MATA INDONESIA, JAKARTA – Saat ini muncul vaksin mRNA di tengah pandemi Covid-19. Apa bedanya dengan vaksin konvesional yang sudah lebih dulu ada?
Sejak pertama ditemukan untuk penyakit cacar (smallpox) pada tahun 1798, vaksinasi terus digunakan sebagai cara menangkal dan menanggulangi wabah penyakit menular.
Vaksin pada umumnya dibuat dengan menggunakan organisme penyebab penyakit (virus, jamur, bakteri, dan lainnya) yang sudah dilemahkan. Namun, kini hadir jenis vaksin yang disebut vaksin mRNA. Dalam dunia kedokteran modern, vaksin ini diandalkan sebagai vaksin coronavirus (SARS-CoV-19) untuk menghentikan pandemi COVID-19.
Setelah ilmuan asal Inggris Dokter Edward Jenner menemukan metode vaksinasi, ilmuan Perancis Louis Pasteur pada awal 1880-an mengembangkan metode tersebut dan berhasil menemukan vaksin pertama.
Vaksin hasil temuan Pasteur terbuat dari bakteri penyebab antraks yang kemampuan infeksinya telah dilemahkan. Penemuan Pasteur ini menjadi awal mula kemunculan vaksin konvensional.

Tugas:
• a. Sebutkan semua nama penyakit yang muncul dalam bacaan tentang vaksin.
• b. Tulis lanjutan bacaan tentang vaksin mRNA dan vaksin konvensional, dimulai setelah kalimat terakhirnya.

Kutipan Daftar:
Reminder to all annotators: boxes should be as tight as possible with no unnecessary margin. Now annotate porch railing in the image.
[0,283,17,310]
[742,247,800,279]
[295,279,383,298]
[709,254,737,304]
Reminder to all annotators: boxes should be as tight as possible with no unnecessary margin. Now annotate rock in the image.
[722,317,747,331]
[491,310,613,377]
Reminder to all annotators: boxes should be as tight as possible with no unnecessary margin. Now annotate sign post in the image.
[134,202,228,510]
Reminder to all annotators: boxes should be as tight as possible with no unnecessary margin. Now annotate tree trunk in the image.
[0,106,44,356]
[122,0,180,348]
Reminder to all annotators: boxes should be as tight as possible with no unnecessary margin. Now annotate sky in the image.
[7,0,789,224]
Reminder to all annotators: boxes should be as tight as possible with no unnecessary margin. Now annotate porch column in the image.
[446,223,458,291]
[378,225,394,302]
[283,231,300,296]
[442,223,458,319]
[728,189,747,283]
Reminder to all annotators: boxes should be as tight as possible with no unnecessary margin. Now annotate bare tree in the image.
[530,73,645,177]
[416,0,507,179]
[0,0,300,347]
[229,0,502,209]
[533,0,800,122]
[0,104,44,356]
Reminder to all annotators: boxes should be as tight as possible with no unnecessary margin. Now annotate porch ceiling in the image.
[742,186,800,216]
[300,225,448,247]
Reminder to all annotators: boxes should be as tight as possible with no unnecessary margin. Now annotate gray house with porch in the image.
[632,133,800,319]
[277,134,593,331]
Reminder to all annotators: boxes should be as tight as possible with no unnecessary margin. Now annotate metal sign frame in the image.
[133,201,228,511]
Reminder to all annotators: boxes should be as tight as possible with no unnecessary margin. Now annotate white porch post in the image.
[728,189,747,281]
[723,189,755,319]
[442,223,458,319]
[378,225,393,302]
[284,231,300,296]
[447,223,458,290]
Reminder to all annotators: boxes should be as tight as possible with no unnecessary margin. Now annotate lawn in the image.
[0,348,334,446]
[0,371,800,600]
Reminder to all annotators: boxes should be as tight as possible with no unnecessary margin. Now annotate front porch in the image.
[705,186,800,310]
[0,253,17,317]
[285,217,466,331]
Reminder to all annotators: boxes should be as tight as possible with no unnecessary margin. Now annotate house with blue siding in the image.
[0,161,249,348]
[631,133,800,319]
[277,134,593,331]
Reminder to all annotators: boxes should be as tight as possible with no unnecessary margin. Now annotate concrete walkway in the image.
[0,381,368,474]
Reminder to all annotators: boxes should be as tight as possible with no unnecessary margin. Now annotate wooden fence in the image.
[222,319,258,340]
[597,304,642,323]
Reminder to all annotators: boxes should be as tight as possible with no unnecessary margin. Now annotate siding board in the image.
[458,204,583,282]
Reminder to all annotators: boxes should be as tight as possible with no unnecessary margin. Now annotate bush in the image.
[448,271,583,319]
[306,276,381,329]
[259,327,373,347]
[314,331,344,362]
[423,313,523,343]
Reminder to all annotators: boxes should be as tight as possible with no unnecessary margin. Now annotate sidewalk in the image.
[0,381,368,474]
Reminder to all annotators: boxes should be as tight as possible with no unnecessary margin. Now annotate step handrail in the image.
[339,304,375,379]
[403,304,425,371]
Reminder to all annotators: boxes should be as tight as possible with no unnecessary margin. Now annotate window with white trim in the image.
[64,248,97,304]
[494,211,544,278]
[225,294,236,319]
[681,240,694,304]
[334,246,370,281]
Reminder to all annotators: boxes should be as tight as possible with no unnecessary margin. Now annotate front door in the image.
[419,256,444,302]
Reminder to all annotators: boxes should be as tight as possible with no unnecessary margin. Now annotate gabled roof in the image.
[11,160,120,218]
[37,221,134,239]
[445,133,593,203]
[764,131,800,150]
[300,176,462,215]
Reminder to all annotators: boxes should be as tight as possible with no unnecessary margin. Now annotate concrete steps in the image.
==
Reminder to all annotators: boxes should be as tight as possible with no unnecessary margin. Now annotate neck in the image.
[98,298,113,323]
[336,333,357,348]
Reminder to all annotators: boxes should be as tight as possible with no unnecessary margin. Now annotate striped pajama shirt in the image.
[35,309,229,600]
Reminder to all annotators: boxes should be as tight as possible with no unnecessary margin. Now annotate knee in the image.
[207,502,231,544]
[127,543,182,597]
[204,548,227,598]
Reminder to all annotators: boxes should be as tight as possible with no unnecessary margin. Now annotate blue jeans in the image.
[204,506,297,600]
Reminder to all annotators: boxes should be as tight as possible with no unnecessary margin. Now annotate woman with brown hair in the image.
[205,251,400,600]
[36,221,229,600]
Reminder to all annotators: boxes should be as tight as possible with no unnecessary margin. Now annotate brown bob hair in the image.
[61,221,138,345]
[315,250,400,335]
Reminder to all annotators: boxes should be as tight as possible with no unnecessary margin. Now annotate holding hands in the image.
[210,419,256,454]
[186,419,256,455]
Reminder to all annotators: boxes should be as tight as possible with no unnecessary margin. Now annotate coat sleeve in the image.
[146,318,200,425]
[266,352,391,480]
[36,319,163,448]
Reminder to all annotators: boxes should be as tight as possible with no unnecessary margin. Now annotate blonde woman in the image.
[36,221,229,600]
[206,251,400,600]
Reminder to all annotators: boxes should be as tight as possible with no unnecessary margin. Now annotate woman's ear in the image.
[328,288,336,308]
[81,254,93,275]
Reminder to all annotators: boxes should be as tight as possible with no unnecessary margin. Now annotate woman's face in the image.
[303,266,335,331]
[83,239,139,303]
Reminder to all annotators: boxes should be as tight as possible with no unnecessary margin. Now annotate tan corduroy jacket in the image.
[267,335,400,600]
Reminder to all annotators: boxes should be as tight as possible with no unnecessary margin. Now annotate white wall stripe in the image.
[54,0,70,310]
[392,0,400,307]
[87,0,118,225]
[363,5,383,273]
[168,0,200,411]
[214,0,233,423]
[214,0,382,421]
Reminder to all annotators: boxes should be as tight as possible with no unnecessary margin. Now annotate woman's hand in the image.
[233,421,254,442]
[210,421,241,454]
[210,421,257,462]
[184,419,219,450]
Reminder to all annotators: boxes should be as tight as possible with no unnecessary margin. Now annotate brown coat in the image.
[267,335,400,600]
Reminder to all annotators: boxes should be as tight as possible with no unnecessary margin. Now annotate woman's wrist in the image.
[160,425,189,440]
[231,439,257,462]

Jawaban Tiap Tugas:
• a. cacar (smallpox), COVID-19, antraks

• b.
Selanjutnya, metode pembuatan vaksin dengan patogen diaplikasikan dalam pembuatan vaksin untuk imunisasi penyakit menular lainnya, seperti campak, polio, cacar air, dan influenza.
Alih-alih melemahkan patogen, pembuatan vaksin untuk penyakit yang disebabkan virus dilakukan dengan menonaktifkan virus dengan bahan kimia tertentu. Beberapa vaksin konvensional juga memanfaatkan bagian tertentu dari patogen, seperti selubung inti virus HBV yang digunakan untuk vaksin hepatitis B.
Dikutip dari Hello Sehat, Rabu 30 Juni 2021, Dalam vaksin molekul RNA (mRNA) tidak terdapat sama sekali bagian bakteri atau virus asli. Vaksin mRNA terbuat dari molekul buatan yang tersusun atas kode genetik protein yang khas dari suatu organisme penyebab penyakit, yaitu antigen. Sebagai contoh, virus SARS-CoV-2 memiliki 3 susunan protein pada bagian selubung, membran, dan duri.
Vaksin konvensional bekerja dengan cara menyerupai patogen yang menyebabkan infeksi penyakit. Komponen patogen dalam vaksin kemudian menstimulasi tubuh untuk membentuk antibodi.
Pada vaksin molekul RNA, kode genetik dari patogen telah terbentuk sehingga tubuh bisa membangun antibodinya sendiri tanpa rangsangan dari patogen.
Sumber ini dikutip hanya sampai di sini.